[[ Provided records, beginning ]]

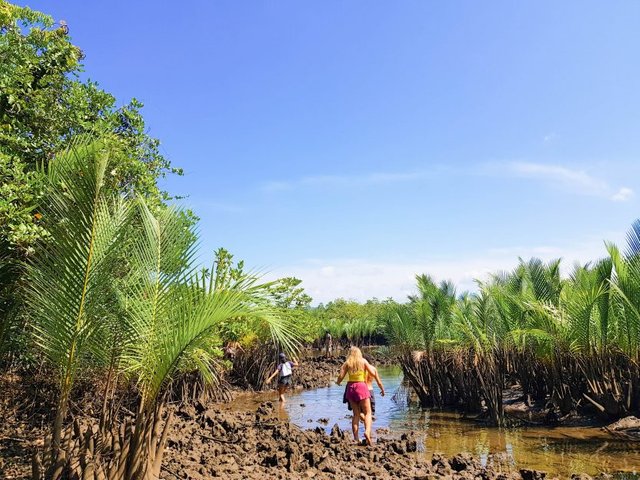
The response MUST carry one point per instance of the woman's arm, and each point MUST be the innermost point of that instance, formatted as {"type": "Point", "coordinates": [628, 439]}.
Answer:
{"type": "Point", "coordinates": [273, 375]}
{"type": "Point", "coordinates": [343, 372]}
{"type": "Point", "coordinates": [379, 382]}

[[ Provided records, end ]]

The lines above should be transcribed exactly, with every image removed.

The response MUST carry one point per instance of the woman's arm, and each point MUST be the innermost point of that instance, formatted as {"type": "Point", "coordinates": [628, 439]}.
Answer:
{"type": "Point", "coordinates": [273, 375]}
{"type": "Point", "coordinates": [343, 372]}
{"type": "Point", "coordinates": [379, 382]}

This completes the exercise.